● TASK REQUIREMENTS: Starting with the line that contains "Where can the shirt sleeve" and continuing through the end of the entries below, reproduce those lines with every occurrence of "sleeve" swapped for "cuff" and nothing else altered.

★ ★ ★

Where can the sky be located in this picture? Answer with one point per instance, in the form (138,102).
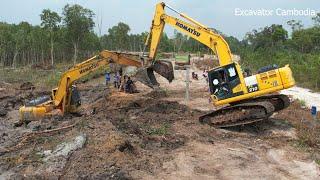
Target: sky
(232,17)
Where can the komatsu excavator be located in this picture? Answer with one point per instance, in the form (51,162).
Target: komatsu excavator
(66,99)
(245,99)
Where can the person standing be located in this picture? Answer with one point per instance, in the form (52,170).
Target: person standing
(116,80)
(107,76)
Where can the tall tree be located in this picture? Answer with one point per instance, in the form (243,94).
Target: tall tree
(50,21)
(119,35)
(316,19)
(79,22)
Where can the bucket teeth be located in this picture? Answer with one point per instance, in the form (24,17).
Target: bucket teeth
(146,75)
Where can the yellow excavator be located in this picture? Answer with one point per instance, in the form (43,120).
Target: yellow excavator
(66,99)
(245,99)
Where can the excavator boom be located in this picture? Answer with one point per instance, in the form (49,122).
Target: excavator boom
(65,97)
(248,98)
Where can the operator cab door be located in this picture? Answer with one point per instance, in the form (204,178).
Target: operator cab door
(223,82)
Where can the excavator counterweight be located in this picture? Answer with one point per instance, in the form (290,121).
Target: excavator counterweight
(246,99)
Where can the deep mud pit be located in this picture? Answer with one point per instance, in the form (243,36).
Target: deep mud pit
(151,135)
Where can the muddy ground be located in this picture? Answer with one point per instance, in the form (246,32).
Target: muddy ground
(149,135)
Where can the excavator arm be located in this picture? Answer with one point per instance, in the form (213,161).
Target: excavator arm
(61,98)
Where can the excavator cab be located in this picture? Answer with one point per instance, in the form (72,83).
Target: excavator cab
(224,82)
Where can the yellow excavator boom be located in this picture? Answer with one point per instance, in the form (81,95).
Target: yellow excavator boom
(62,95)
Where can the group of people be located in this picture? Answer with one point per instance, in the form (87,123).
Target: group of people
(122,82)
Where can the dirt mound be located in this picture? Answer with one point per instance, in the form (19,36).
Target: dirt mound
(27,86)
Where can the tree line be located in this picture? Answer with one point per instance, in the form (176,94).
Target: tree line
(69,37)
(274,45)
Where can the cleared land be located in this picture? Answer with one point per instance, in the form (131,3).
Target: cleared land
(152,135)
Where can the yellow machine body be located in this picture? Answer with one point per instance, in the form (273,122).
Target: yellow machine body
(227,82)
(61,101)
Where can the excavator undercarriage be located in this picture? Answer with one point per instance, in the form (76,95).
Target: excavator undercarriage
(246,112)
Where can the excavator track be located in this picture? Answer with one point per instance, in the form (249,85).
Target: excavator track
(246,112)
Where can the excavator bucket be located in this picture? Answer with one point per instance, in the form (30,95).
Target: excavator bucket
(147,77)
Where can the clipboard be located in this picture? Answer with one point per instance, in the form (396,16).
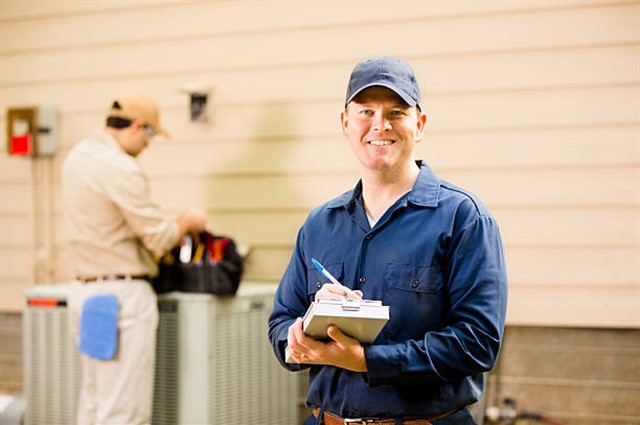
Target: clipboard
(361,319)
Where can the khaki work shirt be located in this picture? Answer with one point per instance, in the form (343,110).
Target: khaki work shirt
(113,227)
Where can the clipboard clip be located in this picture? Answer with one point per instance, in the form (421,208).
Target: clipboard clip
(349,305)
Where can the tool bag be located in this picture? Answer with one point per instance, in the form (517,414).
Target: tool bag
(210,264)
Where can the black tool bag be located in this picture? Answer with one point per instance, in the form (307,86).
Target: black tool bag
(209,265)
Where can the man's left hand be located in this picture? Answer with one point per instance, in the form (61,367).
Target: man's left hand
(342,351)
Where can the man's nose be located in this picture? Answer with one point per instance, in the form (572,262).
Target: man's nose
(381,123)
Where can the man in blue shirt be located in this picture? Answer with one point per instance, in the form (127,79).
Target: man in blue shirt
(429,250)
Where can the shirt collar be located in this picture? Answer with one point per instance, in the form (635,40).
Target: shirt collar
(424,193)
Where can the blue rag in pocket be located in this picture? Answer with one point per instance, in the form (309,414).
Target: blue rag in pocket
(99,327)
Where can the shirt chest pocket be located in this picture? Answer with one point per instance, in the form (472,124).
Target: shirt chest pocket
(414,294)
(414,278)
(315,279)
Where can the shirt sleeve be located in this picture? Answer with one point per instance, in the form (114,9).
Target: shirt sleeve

★ ★ ★

● PROBLEM SOLUTION:
Where can the shirt cuff be located in this picture? Answer with one point per instance, in the form (114,9).
Target: shirt cuff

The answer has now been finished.